#### RECORDS SHOWN ####
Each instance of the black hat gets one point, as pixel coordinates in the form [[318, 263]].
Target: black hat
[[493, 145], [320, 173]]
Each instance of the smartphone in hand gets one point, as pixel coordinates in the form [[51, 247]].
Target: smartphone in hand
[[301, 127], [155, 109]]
####
EXERCISE REQUIREMENTS
From the line containing "Target: black hat" down to the final line of the records above, copy everything exactly and include nothing else.

RESULT OF THIS TASK
Target: black hat
[[493, 145], [320, 173]]
Each instance of the smartphone in hand gets one point, as pixel coordinates in the form [[51, 247]].
Target: smartphone in hand
[[301, 127], [155, 109]]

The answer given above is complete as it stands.